### Texte source:
3. La zone économique exclusive
9La naissance de l’institution de la zone économique est un phénomène extraordinaire. Alors qu’on a voulu introduire cette institution au moyen d’un texte conventionnel – la nouvelle Convention sur le droit de la mer – la pratique a déjà dépassé cette volonté : la zone économique, grâce aux actions unilatérales des Etats et à la négociation menée au sein de la Troisième Conférence sur le droit de la mer, est devenue une institution coutumière in statu nascendi, avant même d’acquérir un statut conventionnel. La négociation au sein de la Conférence, fondée sur l’idée d’un package deal, agréé par consensus, a abouti à la Convention de 1982 sur le droit de la mer, dont la valeur juridique actuelle varie suivant les dispositions envisagées. Celles concernant le régime de la zone économique exclusive ont, en tout cas, acquis un haut degré d’acceptation.
10Quant au point de savoir si les îles ont droit à une zone économique exclusive propre, l’examen de la pratique étatique interne révèle que les Etats possédant des îles proclament une zone économique autour de leur territoire terrestre, aussi bien qu’autour de ces îles, sans pour autant distinguer entre différents types d’îles.199
11L’article 121 de la Convention de 1982 sur le droit de la mer va à l’encontre de cette pratique. Le chiffre 2 de cette disposition, il est vrai, énonce une règle générale suivant laquelle la zone économique des îles est délimitée conformément aux dispositions de la Convention applicables aux autres territoires continentaux ; le principe qu’une île a droit à une zone économique exclusive est donc accepté. Le chiffre 3 de l’article 121 introduit cependant une exception à cette règle : seront privés de zone économique exclusive les rochers qui ne se prêtent pas à l’habitation humaine ou à une vie économique propre.

### Consigne 1:
Condensez le paragraphe de l'extrait sur la zone économique exclusive qui commence par « L'article 121 de la Convention » en conservant ses faits principaux.
### Consigne 2:
Reproduisez à l'identique le passage de l'extrait sur la zone économique exclusive qui va de « 3. La zone économique » jusqu'à « haut degré d’acceptation. ».

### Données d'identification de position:
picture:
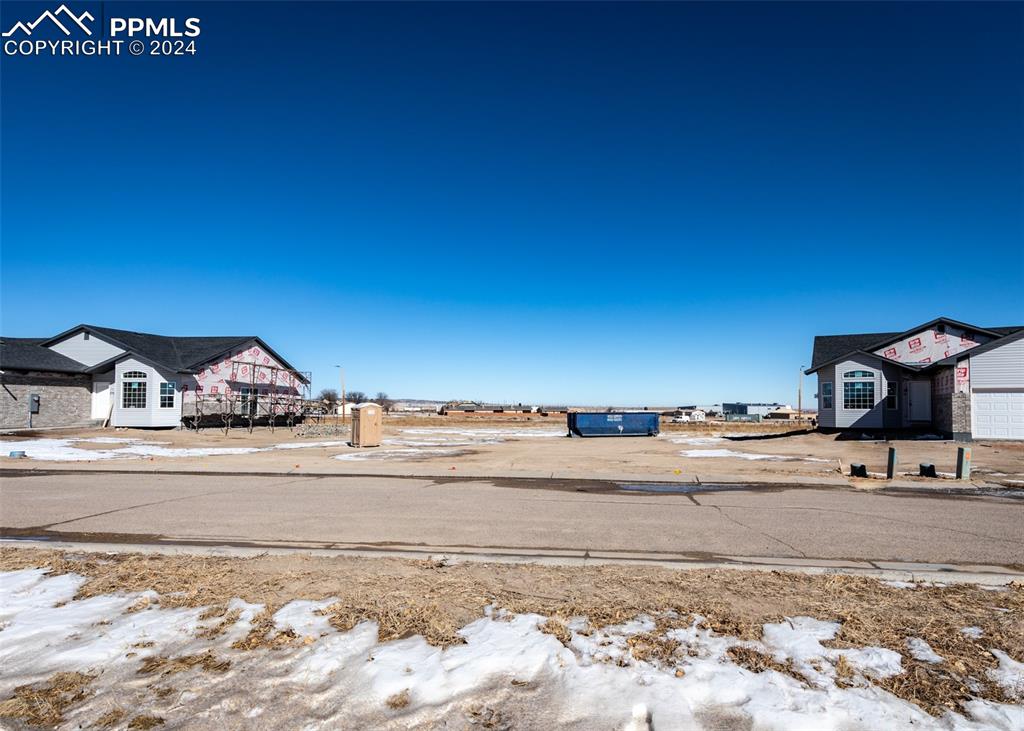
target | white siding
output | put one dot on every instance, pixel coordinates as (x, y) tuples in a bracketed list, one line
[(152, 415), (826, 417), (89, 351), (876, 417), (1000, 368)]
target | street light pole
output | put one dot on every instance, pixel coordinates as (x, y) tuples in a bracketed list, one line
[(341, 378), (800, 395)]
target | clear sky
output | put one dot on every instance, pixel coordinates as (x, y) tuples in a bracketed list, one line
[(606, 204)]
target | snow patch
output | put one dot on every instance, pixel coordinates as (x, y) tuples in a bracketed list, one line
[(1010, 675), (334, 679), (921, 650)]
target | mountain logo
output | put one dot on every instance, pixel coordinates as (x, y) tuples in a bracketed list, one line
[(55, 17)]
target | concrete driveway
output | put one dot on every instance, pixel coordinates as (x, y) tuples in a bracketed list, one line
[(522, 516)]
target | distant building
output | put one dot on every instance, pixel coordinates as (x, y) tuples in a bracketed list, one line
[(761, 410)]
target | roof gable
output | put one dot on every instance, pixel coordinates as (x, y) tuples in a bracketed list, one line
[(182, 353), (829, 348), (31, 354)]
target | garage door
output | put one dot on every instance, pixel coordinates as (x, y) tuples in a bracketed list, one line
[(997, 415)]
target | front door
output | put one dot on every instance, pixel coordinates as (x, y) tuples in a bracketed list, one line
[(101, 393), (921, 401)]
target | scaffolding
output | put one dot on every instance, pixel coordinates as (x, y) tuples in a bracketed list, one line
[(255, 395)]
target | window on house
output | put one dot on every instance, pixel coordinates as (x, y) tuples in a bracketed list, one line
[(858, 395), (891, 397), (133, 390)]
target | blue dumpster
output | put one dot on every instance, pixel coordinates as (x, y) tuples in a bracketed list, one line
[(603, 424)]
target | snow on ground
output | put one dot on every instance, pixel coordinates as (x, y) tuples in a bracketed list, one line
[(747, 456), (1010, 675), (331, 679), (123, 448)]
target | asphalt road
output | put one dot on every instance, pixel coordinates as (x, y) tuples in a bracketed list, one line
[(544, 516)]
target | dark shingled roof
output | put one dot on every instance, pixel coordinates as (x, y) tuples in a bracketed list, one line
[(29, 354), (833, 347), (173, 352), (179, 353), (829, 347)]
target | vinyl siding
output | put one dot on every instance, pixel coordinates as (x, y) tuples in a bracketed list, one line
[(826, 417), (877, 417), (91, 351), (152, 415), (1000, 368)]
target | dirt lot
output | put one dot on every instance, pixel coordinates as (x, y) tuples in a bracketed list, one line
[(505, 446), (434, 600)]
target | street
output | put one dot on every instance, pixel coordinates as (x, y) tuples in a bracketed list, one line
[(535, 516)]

### Résultat attendu 1:
L'article 121 de la Convention de 1982 sur le droit de la mer s'oppose à la pratique étatique. Son chiffre 2 pose une règle générale : la zone économique des îles est délimitée selon les dispositions applicables aux autres territoires continentaux, ce qui reconnaît à une île le droit à une zone économique exclusive. Son chiffre 3 prévoit une exception : les rochers impropres à l'habitation humaine ou à une vie économique propre sont privés de zone économique exclusive.

### Résultat attendu 2:
3. La zone économique exclusive
9La naissance de l’institution de la zone économique est un phénomène extraordinaire. Alors qu’on a voulu introduire cette institution au moyen d’un texte conventionnel – la nouvelle Convention sur le droit de la mer – la pratique a déjà dépassé cette volonté : la zone économique, grâce aux actions unilatérales des Etats et à la négociation menée au sein de la Troisième Conférence sur le droit de la mer, est devenue une institution coutumière in statu nascendi, avant même d’acquérir un statut conventionnel. La négociation au sein de la Conférence, fondée sur l’idée d’un package deal, agréé par consensus, a abouti à la Convention de 1982 sur le droit de la mer, dont la valeur juridique actuelle varie suivant les dispositions envisagées. Celles concernant le régime de la zone économique exclusive ont, en tout cas, acquis un haut degré d’acceptation.